* [TASK INSTRUCTIONS]
Repeat all of the data precisely.

* [Source records]
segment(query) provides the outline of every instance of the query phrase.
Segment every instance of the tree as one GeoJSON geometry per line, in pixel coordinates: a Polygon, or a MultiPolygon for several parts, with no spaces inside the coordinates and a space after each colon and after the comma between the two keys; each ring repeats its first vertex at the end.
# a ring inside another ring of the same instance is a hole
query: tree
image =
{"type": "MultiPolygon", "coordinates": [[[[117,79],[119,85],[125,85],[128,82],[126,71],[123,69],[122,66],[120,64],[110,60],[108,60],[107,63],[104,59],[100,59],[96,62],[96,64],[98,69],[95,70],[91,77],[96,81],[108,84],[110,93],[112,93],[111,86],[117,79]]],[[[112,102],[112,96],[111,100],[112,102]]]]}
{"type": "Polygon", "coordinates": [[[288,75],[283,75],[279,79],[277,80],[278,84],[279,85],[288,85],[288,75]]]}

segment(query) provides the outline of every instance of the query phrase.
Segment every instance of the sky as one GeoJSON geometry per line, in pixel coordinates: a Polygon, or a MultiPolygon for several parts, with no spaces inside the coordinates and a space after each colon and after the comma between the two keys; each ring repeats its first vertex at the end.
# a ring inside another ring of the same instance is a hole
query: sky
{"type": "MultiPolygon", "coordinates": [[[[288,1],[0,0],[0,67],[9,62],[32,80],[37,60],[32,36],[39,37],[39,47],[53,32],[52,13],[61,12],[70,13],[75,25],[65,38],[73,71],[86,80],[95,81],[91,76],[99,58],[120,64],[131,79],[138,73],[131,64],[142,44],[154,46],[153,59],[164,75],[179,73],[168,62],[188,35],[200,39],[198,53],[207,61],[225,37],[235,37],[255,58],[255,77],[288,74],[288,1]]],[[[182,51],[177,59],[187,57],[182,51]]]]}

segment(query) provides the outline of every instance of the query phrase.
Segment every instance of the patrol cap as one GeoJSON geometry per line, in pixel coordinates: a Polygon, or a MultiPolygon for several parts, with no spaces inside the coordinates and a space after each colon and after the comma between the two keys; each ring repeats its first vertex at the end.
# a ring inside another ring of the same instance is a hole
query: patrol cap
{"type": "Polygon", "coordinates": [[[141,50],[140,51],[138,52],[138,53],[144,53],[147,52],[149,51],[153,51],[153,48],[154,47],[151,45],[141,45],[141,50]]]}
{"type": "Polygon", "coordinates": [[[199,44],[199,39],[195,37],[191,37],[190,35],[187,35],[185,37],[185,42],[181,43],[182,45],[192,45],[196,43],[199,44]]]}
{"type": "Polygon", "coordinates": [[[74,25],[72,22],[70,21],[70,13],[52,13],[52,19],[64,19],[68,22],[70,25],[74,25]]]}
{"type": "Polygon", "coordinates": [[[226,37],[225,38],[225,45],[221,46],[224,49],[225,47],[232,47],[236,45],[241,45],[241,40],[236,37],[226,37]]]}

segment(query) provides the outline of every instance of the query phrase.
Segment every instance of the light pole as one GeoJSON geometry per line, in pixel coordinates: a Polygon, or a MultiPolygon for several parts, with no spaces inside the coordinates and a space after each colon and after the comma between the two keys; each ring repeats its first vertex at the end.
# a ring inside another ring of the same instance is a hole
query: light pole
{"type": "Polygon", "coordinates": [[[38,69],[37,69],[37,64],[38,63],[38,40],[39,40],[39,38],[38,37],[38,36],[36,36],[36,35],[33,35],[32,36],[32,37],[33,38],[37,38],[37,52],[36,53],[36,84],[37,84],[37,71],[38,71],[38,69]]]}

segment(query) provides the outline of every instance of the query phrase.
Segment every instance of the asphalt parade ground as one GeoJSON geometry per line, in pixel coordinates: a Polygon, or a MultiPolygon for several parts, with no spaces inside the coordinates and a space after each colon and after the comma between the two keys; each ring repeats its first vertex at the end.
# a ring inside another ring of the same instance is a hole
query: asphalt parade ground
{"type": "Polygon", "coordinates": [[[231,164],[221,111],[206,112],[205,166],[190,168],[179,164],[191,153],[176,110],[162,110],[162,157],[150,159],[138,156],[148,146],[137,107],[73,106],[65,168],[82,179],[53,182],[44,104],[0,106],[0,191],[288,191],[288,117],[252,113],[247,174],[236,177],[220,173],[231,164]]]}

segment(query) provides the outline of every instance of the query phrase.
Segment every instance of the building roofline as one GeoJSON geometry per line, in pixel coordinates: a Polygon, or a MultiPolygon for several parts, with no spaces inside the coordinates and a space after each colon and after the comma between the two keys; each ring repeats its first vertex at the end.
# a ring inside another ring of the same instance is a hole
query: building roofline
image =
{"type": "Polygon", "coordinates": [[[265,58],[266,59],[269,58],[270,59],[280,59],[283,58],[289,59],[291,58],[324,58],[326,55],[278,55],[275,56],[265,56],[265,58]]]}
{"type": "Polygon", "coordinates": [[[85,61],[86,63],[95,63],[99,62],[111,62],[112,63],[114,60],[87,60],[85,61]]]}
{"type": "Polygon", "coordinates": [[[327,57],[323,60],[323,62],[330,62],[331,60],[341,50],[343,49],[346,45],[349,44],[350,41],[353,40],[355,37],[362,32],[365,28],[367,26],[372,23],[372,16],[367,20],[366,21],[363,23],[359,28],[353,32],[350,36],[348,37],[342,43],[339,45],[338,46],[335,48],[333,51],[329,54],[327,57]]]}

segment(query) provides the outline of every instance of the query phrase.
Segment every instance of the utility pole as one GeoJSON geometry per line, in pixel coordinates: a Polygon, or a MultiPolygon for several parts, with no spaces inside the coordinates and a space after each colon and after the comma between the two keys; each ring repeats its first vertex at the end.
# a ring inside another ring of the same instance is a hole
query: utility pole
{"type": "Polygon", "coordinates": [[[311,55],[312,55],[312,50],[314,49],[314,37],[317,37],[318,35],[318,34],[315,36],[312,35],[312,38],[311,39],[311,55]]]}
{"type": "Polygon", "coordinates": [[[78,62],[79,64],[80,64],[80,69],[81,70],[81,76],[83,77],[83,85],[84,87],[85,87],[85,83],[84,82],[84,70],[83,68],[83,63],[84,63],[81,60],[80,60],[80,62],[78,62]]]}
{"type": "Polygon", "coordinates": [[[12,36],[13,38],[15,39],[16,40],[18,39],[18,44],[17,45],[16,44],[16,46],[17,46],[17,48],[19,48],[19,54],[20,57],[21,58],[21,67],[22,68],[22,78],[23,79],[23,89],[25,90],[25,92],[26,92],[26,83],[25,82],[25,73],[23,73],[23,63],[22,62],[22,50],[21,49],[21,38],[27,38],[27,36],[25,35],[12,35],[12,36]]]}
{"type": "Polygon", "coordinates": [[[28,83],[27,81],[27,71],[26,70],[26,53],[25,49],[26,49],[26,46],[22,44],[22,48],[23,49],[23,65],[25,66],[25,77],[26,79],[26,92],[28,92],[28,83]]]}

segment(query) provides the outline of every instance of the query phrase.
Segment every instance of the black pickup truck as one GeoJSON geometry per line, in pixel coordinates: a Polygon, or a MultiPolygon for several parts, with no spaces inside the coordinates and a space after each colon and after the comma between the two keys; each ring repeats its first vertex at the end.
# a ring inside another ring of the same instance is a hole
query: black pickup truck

* [SOLVED EXERCISE]
segment(query) provides the outline of every instance of the query phrase.
Segment every instance of the tree as one GeoJSON geometry per line, in pixel coordinates: a Polygon, or a MultiPolygon for several parts, with no spaces inside the coordinates and a space after each colon and after the comma between the two keys; each ring repeats its first vertex at the end.
# a ring inside another ring of the same instance is a hole
query: tree
image =
{"type": "MultiPolygon", "coordinates": [[[[117,79],[119,85],[125,85],[128,82],[126,71],[123,69],[122,66],[120,64],[110,60],[108,60],[107,63],[104,59],[100,59],[96,62],[96,64],[98,69],[95,70],[91,77],[96,81],[108,84],[110,93],[112,93],[111,86],[117,79]]],[[[112,102],[112,96],[111,100],[112,102]]]]}
{"type": "Polygon", "coordinates": [[[288,75],[283,75],[279,79],[277,80],[278,84],[279,85],[288,85],[288,75]]]}

segment(query) provides the outline of every instance of the query phrase.
Segment every instance of the sky as one GeoJSON geometry per line, in pixel coordinates: a Polygon, or a MultiPolygon for several parts, with no spaces inside the coordinates and a space after each colon and after the comma between the two keys; each ring repeats its first vertex at the end.
# a ring inside another ring of the same instance is a hole
query: sky
{"type": "MultiPolygon", "coordinates": [[[[288,1],[0,0],[0,67],[9,62],[32,80],[37,60],[32,36],[39,37],[39,47],[53,32],[52,13],[61,12],[70,13],[75,25],[65,38],[73,71],[86,80],[95,81],[91,76],[99,58],[120,64],[131,79],[138,73],[131,64],[142,44],[154,46],[153,59],[164,75],[179,73],[168,62],[188,35],[200,39],[198,53],[207,61],[225,37],[235,37],[255,58],[255,77],[288,74],[288,1]]],[[[182,51],[177,59],[187,57],[182,51]]]]}

segment(query) provides the outline of every instance of the query phrase.
Segment every instance of the patrol cap as one GeoJSON geometry per line, in pixel coordinates: a Polygon, or a MultiPolygon for several parts, with no spaces inside the coordinates and a space after each colon and after the comma between the two keys; each ring repeats its first vertex at the end.
# a ring inside another ring of the same instance is a hole
query: patrol cap
{"type": "Polygon", "coordinates": [[[141,50],[140,51],[138,52],[138,53],[144,53],[147,52],[149,51],[153,51],[153,48],[154,47],[151,45],[141,45],[141,50]]]}
{"type": "Polygon", "coordinates": [[[199,44],[199,39],[195,37],[191,37],[190,35],[187,35],[185,37],[185,42],[181,43],[182,45],[192,45],[196,43],[199,44]]]}
{"type": "Polygon", "coordinates": [[[74,25],[72,22],[70,21],[70,13],[52,13],[52,19],[64,19],[68,22],[70,25],[74,25]]]}
{"type": "Polygon", "coordinates": [[[226,37],[225,38],[225,45],[221,46],[224,49],[225,47],[232,47],[236,45],[241,45],[241,40],[236,37],[226,37]]]}

segment(query) provides the outline of every instance of the query phrase.
Segment every instance of the light pole as one GeoJSON geometry per line, in pixel coordinates: a Polygon, or a MultiPolygon for several parts, with no spaces inside the coordinates and a space after each colon and after the comma between the two keys; each ring repeats its first vertex at the end.
# a ring inside another ring of the same instance is a hole
query: light pole
{"type": "Polygon", "coordinates": [[[38,69],[37,69],[37,64],[38,63],[38,40],[39,40],[39,38],[38,37],[38,36],[36,36],[36,35],[33,35],[32,36],[32,37],[33,38],[37,38],[37,52],[36,53],[36,84],[37,84],[37,71],[38,71],[38,69]]]}

segment(query) provides the outline of every instance of the query phrase.
Segment every instance of the asphalt parade ground as one GeoJSON geometry per line, in pixel coordinates: a Polygon, or a MultiPolygon for several parts, with no spaces inside the coordinates and a space after each colon and after the comma between the two keys; each ring repeats its first vertex at the end.
# a ring inside another ring of the same instance is a hole
query: asphalt parade ground
{"type": "Polygon", "coordinates": [[[231,164],[221,111],[206,112],[205,166],[190,168],[179,164],[191,153],[176,110],[162,110],[162,157],[150,159],[138,156],[148,146],[137,107],[73,106],[65,168],[82,179],[53,182],[44,104],[0,106],[0,191],[288,191],[288,117],[252,113],[247,174],[236,177],[220,173],[231,164]]]}

segment(query) provides the outline of every instance of the query phrase.
Segment every instance of the building roofline as one GeoJSON geometry per line, in pixel coordinates: a Polygon, or a MultiPolygon for several parts, with no spaces inside the coordinates and a space after each colon and after the comma between the two keys; each ring repeats its first vertex at the end.
# a ring inside another ring of the same instance is a hole
query: building roofline
image =
{"type": "Polygon", "coordinates": [[[265,58],[266,59],[269,58],[270,59],[280,59],[283,58],[289,59],[291,58],[324,58],[326,55],[278,55],[275,56],[265,56],[265,58]]]}
{"type": "Polygon", "coordinates": [[[85,61],[86,63],[95,63],[99,62],[111,62],[112,63],[114,60],[87,60],[85,61]]]}
{"type": "Polygon", "coordinates": [[[327,57],[323,60],[323,62],[330,62],[331,60],[341,50],[343,49],[346,45],[349,44],[350,41],[353,40],[355,37],[362,32],[365,28],[367,26],[372,23],[372,16],[367,20],[366,21],[363,23],[359,28],[353,32],[350,36],[348,37],[342,43],[339,45],[338,46],[335,48],[333,51],[329,54],[327,57]]]}

segment(query) provides the outline of every instance of the query phrase.
Segment every instance of the utility pole as one GeoJSON geometry per line, in pixel coordinates: a Polygon, or a MultiPolygon for several parts, with no spaces inside the coordinates and a space after each colon and after the comma between the two keys; each ring repeats its first vertex at the end.
# a ring inside another ring of the same instance is a hole
query: utility pole
{"type": "Polygon", "coordinates": [[[311,55],[312,55],[312,50],[314,49],[314,37],[317,37],[318,35],[318,34],[315,36],[312,35],[312,38],[311,39],[311,55]]]}
{"type": "Polygon", "coordinates": [[[78,62],[79,64],[80,64],[80,69],[81,70],[81,76],[83,77],[83,85],[84,87],[85,87],[85,83],[84,82],[84,70],[83,68],[83,63],[84,63],[81,60],[80,60],[80,62],[78,62]]]}
{"type": "Polygon", "coordinates": [[[12,36],[13,38],[15,39],[16,40],[18,39],[18,44],[17,45],[16,44],[16,46],[17,46],[17,48],[19,48],[19,54],[20,57],[21,58],[21,67],[22,68],[22,78],[23,79],[23,89],[25,90],[25,92],[26,92],[26,83],[25,82],[25,73],[23,73],[23,63],[22,62],[22,50],[21,49],[21,38],[27,38],[27,36],[25,35],[12,35],[12,36]]]}
{"type": "Polygon", "coordinates": [[[28,83],[27,81],[27,71],[26,70],[26,53],[25,49],[26,49],[26,46],[22,44],[22,48],[23,49],[23,65],[25,66],[25,77],[26,79],[26,92],[28,92],[28,83]]]}

segment(query) provides the outline of every instance of the query phrase.
Segment every instance of the black pickup truck as one GeoJSON geometry per line, in pixel coordinates: a Polygon, or a MultiPolygon for several parts, with no spaces inside the coordinates and a space after each colon and after the comma between the two keys; each ring repeats its first vertex at the end.
# a ring inside another ring of the same instance is a hole
query: black pickup truck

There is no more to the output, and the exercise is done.